# AIM OF THE TASK
Copy, word for word, each line of the data below from the first through the line containing "Reply as a list", and stop there.

Saved entries:

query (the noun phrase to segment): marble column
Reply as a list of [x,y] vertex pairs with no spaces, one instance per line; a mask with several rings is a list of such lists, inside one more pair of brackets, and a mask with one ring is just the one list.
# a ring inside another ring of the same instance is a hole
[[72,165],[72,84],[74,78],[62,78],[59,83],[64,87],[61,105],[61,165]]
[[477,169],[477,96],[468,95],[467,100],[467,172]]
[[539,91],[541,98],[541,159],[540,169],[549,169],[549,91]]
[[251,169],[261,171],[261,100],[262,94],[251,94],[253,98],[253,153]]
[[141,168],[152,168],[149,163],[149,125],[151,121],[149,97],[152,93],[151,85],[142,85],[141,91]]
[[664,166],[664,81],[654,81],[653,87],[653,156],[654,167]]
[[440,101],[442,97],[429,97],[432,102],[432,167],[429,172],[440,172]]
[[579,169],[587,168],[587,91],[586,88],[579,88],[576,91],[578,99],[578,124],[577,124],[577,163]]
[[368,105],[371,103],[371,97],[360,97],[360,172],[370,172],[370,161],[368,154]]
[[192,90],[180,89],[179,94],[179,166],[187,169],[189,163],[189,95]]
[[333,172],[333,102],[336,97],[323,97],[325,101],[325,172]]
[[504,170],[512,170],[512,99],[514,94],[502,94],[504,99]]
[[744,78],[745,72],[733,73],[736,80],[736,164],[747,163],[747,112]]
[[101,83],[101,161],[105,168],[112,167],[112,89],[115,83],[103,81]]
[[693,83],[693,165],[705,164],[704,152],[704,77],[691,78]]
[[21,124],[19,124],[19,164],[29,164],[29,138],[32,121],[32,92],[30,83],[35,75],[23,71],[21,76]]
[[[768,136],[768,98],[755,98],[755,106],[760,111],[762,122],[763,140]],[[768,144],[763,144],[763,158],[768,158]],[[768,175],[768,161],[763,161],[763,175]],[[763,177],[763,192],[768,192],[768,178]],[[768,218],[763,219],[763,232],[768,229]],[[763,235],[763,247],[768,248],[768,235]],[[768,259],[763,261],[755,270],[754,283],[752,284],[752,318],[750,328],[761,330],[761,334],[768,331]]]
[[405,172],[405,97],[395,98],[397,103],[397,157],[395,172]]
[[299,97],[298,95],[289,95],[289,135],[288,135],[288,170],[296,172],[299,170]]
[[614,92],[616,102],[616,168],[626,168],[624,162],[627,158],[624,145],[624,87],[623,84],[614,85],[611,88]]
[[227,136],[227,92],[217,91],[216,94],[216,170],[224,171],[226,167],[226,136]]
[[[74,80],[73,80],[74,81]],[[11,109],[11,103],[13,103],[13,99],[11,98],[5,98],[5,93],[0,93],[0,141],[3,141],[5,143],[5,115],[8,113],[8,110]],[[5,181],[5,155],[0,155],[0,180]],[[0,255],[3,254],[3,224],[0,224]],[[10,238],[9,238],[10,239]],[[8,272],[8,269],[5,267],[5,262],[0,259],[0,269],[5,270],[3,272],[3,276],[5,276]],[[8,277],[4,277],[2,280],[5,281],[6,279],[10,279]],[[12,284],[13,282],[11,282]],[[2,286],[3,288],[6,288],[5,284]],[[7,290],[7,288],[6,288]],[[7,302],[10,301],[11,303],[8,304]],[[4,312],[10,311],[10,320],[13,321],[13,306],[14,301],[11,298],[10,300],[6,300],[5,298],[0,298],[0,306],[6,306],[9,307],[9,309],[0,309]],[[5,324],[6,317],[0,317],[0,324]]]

# EXPECTED OUTPUT
query (the noun phrase to segment): marble column
Reply as a list of [x,y] vertex pairs with no spaces, one instance per line; a mask with several rings is a list of such lists, inside one more pair of brackets, and a mask with one ring is just the one list.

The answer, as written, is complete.